Разные люди знают разные ипостаси Линор Горалик. Для кого-то она писательница и литературный критик, для кого-то – человек из Сети. А наш редактор на предложение сделать с ней интервью откликнулся фразой: «Это которая блогерша?». Я начала знакомство с Горалик, прочитав ее «Заяц ПЦ». Это книжка комиксов с глубокими, подчас трагическими замечаниями. При этом она пишет исследовательские работы о феномене куклы Барби и его культурном значении.
Горалик родилась в Советском Союзе, а университет окончила в Израиле. Теперь живет и в России, и в Лондоне, и еще много где. Она везде и нигде. Вы хотите встретиться с ней – но ее нет, она уже улетела за тридевять земель, но при этом вы успешно можете общаться с нею в интернете.
– По вашим текстам не поймешь, к какой культурной или национальной традиции вы принадлежите. А когда вы читаете текст, вы понимаете, к какой традиции принадлежит автор?
– Мне сложно об этом говорить, потому что я уже много лет не читаю художественную литературу. Нет, я читаю страшное количество, но это все нон-фикшен.
– Почему так?
– Не могу объяснить почему, но не могу прочитать не одну художественную книгу. Это бывает. Я знаю людей, у которых это происходит с возрастом, как и у меня. Так вот, когда читаешь много нон-фикшен, ты всегда видишь, на какой позиции стоит человек. Ты видишь не только, к какой культуре он себя причисляет. Ты видишь, к какой социальной группе и к какому поколению он себя причисляет.
-------
### По тексту
- A) Ответьте на вопросы по интервью с Линор Горалик:
(i) Какой фразой редактор откликнулся на предложение сделать интервью?
(ii) В какой стране Горалик окончила университет?
(iii) Какую литературу Горалик, по ее словам, читает в огромном количестве?
- B) Замените в интервью с Линор Горалик «Израиле» на «Канаде» и приведите отрывок между словами «Горалик родилась в» и «нею в интернете.» включительно.
- C) Допишите интервью с Линор Горалик, начав сразу после его последней реплики.

### Предоставленный материал
-------
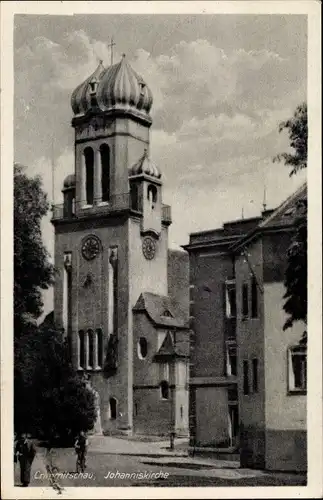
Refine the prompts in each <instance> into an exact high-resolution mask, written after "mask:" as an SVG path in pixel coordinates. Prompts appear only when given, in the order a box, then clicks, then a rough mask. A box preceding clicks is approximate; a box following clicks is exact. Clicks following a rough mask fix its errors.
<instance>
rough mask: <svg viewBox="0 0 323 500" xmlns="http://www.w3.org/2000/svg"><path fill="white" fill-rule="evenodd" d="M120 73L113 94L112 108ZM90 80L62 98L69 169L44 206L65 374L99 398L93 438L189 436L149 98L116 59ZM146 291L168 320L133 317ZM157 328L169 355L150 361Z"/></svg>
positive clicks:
-------
### Ответы к упражнению
- A)
(i) «Это которая блогерша?»
(ii) В Израиле.
(iii) Нон-фикшен.

- B)
Горалик родилась в Советском Союзе, а университет окончила в Канаде. Теперь живет и в России, и в Лондоне, и еще много где. Она везде и нигде. Вы хотите встретиться с ней – но ее нет, она уже улетела за тридевять земель, но при этом вы успешно можете общаться с нею в интернете.

- C)
– Если человек делает это намеренно, то зачем он это делает?
– Во-первых, я понятия не имею. Но субъективно ощущаю, что это бывает, когда человек чувствует, что есть явление или силы, угрожающие не только ему лично, но и миру, к которому он себя причисляет. И когда он готов выступать при помощи своих текстов не на защиту лично себя, но на защиту этого мира. Тогда он начинает говорить от имени “мы” и стараться четко сформулировать, кто такие “мы”.
– Это противостояние наступающей глобализации?
– Сейчас, мы находимся во вполне уникальной ситуации, когда понятно, что мир опять перетряхивается от крыши до подвала. Что на арену выходят другие силы. Цивилизация опять становится совершенно другой. Опять погибает одна империя, а на ее место вступает другая империя.
– Какая цивилизация меняется – русская, западная или вообще вся?
– Я не знаю ничего о третьем мире. Но на Западе это ощущение очень сильное. Наступает другой мир.
– Это вы о мусульманской угрозе?
– Я не вижу это как угрозу. С антропологической точки зрения я вижу это как перемену. Но конечно, есть чувство, что наступают другие силы, религиозные, этнические. Есть один поразительный пример, который чувствуется, не так уж остро, а должен чувствоваться остро. Еще двадцать лет назад казалось, что ислам существует на задворках мира и на задворках нашего сознания. Он ассоциировался не с культурой, а с третьим миром, с дикостью, с архаикой. И вот мы видим, как за двадцать лет стала перетряхиваться колода карт. И вдруг выяснилось, что это не просто сила или угроза, как мы привыкли думать. А что это огромный мир, существующий параллельно с нами, и его проникновение происходит на культурном уровне, а не на этническом или политическом. Это уже не переезд бедных эмигрантов и их жизнь в гетто.
– А вот знаю, что Роже Гароди, французский писатель, осознанно принял мусульманство еще в 80-е…
– Это было целое движение – Малькольм Экс, “Черные пантеры”… Всех этих людей вообще интересовал ислам.
– Чем он казался им лучше христианства?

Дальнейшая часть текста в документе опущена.